• _Requirements_
Continue the passage below on the Yale library exhibit of lesbian and gay life, starting after its last sentence.

• _Passage provided_
begin
The first hint of a significant difference between other freestanding library
exhibits at Yale and this one is the array of Pride T-shirts lined up beneath
the portrait of Benjamin Franklin bearing down on eight enclosed, lighted cabinets.
The second is a collection of late 19th century photographs of Yale men dressed
in drag, peering out at onlookers from one of the cabinets.
Visitors might wonder whether John William Sterling, a lawyer for the Rockefeller
family, would have approved of housing a gay culture exhibit — “The
Pink and the Blue: Lesbian and Gay Life at Yale: 1642-2004” — in
the library he endowed upon his death in 1918. Then Katz points to another
case, which contains an early photograph of Sterling, next to a placard describing
his 50-year relationship with his longtime partner, James Orville Bloss.
“We discovered in researching this project that Sterling was gay,” says
Katz, the executive coordinator of the Yale’s Larry Kramer Initiative
for Lesbian and Gay Studies. “When he died, he left a provision in his
will that said Bloss could only be buried in his mausoleum if he remained single
for the remainder of his life. That signaled a devotion beyond friendship.”
end
• _Information shown_
begin
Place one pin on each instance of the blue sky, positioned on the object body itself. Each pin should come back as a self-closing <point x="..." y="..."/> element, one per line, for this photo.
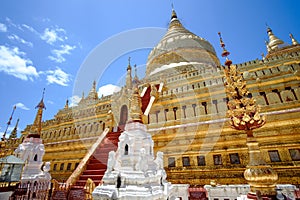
<point x="43" y="44"/>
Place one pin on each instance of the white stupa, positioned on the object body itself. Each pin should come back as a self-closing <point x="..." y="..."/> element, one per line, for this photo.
<point x="132" y="172"/>
<point x="34" y="180"/>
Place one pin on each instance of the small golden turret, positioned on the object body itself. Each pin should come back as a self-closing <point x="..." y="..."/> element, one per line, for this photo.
<point x="13" y="134"/>
<point x="244" y="115"/>
<point x="274" y="42"/>
<point x="135" y="112"/>
<point x="36" y="127"/>
<point x="294" y="41"/>
<point x="128" y="75"/>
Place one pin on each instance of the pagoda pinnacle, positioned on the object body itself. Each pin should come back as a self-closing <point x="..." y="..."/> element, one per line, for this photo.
<point x="128" y="75"/>
<point x="67" y="104"/>
<point x="37" y="124"/>
<point x="13" y="134"/>
<point x="225" y="53"/>
<point x="135" y="106"/>
<point x="294" y="41"/>
<point x="174" y="20"/>
<point x="244" y="115"/>
<point x="274" y="42"/>
<point x="8" y="123"/>
<point x="93" y="92"/>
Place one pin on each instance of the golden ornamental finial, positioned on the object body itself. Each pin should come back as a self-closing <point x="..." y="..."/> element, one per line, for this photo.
<point x="225" y="53"/>
<point x="37" y="124"/>
<point x="243" y="111"/>
<point x="135" y="106"/>
<point x="294" y="41"/>
<point x="9" y="122"/>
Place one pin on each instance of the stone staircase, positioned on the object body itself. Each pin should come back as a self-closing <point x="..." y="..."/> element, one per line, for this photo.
<point x="96" y="165"/>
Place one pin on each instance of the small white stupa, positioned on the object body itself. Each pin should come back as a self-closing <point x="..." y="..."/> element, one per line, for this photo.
<point x="34" y="180"/>
<point x="132" y="172"/>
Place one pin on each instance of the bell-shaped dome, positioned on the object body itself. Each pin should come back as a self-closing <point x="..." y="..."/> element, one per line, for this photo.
<point x="179" y="48"/>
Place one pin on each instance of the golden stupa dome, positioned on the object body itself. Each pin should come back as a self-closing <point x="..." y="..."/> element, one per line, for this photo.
<point x="178" y="48"/>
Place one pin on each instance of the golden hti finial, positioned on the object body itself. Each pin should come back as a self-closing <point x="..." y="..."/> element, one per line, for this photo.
<point x="135" y="112"/>
<point x="274" y="42"/>
<point x="36" y="127"/>
<point x="294" y="41"/>
<point x="13" y="134"/>
<point x="8" y="123"/>
<point x="225" y="53"/>
<point x="129" y="65"/>
<point x="128" y="75"/>
<point x="67" y="104"/>
<point x="243" y="111"/>
<point x="244" y="115"/>
<point x="174" y="23"/>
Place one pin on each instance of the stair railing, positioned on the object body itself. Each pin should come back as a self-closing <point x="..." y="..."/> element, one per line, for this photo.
<point x="81" y="167"/>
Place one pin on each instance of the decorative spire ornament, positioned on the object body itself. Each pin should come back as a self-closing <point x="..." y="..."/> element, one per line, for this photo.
<point x="37" y="124"/>
<point x="274" y="42"/>
<point x="128" y="75"/>
<point x="244" y="115"/>
<point x="294" y="41"/>
<point x="13" y="134"/>
<point x="135" y="113"/>
<point x="8" y="123"/>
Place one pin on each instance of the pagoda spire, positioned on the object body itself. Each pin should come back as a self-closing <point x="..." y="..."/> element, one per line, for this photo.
<point x="93" y="92"/>
<point x="135" y="112"/>
<point x="244" y="115"/>
<point x="37" y="124"/>
<point x="274" y="41"/>
<point x="174" y="20"/>
<point x="8" y="123"/>
<point x="294" y="41"/>
<point x="128" y="75"/>
<point x="13" y="134"/>
<point x="67" y="104"/>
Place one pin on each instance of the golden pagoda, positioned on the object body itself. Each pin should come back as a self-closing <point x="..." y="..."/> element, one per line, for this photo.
<point x="184" y="103"/>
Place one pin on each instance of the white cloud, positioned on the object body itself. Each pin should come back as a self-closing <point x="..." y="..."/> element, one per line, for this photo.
<point x="12" y="62"/>
<point x="50" y="102"/>
<point x="58" y="76"/>
<point x="31" y="29"/>
<point x="21" y="106"/>
<point x="58" y="53"/>
<point x="53" y="35"/>
<point x="3" y="27"/>
<point x="21" y="40"/>
<point x="108" y="89"/>
<point x="74" y="100"/>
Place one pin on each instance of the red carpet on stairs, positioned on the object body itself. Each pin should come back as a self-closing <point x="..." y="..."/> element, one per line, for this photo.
<point x="96" y="166"/>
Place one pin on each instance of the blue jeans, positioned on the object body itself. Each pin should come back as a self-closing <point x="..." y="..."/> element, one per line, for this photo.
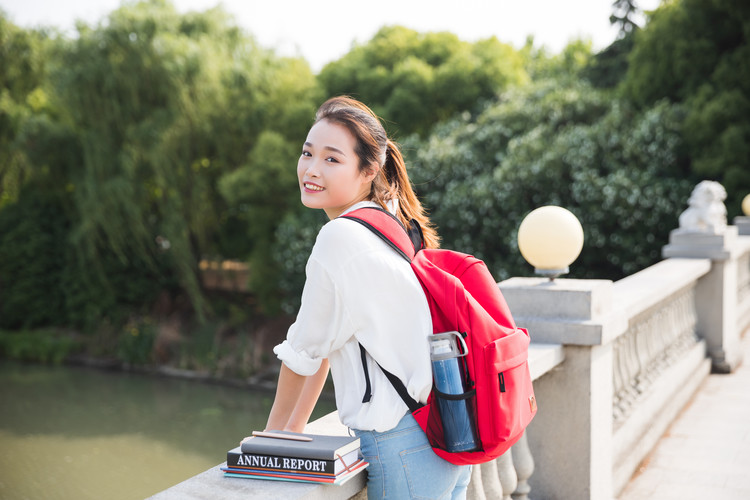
end
• _Solved problem_
The post-mortem outing of one of its most well known benefactors is proof
of just how far Yale, known among the Ivies — Harvard, Yale, Princeton,
Cornell, Columbia, Brown, University of Pennsylvania and Dartmouth — as
the gay-friendliest, has come on gay issues in its 303-year history.
It didn’t always prove easy to overcome the social juggernaut of Ivy
tradition, as “The Pink and the Blue” illustrates with secret diaries
and scrapbooks, forbidden love letters and furtive photographs.
Katz says he designed the exhibit, which runs until May 14,to reveal Yale’s
struggles with gay culture as well as its early embrace of it during the ’70s.
It represents the first time an American university has not only unearthed
its gay past, but also endowed a substantial exhibition to reveal it.
IN THE PORTENTIOUS aisles of the Yale archives, students of a gay history
class taught by famed historian and Kramer Initiative visiting professor,
Jonathan Ned Katz (he is unrelated to the exhibit’s coordinator), began
pulling out dusty relics of Connecticut’s gay history last spring for
research projects. The overwhelming number of Yale-specific artifacts ultimately
resulted in “The Pink and the Blue” — pink as the universal
gay insignia, and blue as Yale’s school color — and the final
exhibit points out that it is nearly impossible to acknowledge Connecticut’s
gay past without mentioning Yale.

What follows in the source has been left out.